* [Task goal]:
Where a line holds the word "below", copy it from the records.
Working data START
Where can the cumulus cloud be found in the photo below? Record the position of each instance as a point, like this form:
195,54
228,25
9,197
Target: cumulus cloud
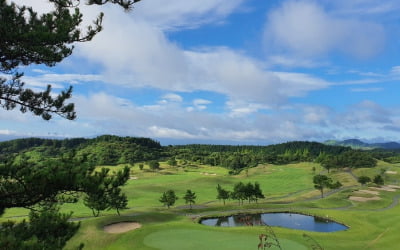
307,29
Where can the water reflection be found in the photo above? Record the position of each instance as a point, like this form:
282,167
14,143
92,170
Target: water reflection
288,220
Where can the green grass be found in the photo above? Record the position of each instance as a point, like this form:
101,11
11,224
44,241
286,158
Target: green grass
287,188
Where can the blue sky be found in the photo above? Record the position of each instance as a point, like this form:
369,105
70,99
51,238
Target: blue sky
236,72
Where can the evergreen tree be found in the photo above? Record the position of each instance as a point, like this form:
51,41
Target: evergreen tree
190,197
168,198
222,194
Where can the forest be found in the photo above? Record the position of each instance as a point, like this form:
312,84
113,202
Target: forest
114,150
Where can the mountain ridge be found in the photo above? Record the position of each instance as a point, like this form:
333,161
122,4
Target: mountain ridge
358,144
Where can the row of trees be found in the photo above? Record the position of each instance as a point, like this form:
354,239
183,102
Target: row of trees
169,198
250,192
351,159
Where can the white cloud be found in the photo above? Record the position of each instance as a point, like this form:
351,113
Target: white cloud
173,97
201,104
307,29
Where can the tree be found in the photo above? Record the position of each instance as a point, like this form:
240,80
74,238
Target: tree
168,198
258,192
105,192
378,180
46,229
222,194
172,161
239,192
190,197
364,179
154,165
322,181
29,38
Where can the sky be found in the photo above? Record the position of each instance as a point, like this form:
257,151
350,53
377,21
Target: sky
228,72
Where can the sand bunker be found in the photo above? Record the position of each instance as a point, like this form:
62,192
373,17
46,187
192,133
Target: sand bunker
121,227
364,199
367,192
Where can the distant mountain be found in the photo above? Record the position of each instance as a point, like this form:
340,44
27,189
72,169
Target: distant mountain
357,144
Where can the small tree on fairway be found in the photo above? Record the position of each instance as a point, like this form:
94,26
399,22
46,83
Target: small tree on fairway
222,194
239,192
154,165
190,197
258,192
168,198
378,180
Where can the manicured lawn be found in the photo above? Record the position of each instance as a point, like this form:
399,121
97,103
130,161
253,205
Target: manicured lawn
373,224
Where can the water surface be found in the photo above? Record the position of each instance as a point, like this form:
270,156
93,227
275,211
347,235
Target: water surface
288,220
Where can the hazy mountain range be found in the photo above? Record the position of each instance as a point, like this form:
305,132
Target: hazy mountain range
357,144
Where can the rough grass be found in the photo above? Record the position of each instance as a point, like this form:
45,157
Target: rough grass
287,188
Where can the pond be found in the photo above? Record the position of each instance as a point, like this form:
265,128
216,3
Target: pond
288,220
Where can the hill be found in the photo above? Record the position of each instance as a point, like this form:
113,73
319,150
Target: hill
102,150
358,144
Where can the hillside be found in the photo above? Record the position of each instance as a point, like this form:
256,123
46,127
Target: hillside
102,150
358,144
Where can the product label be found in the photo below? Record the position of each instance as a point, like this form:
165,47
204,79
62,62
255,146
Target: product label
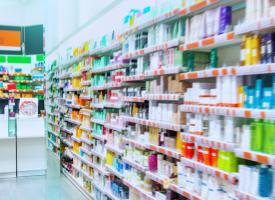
Working data END
* [Written response]:
Where can the cumulus cloud be found in the photo below? Record the position of each instance as a point, like this form:
Where can the product label be found in the photo below? Record the position of each instance as a point, like this form:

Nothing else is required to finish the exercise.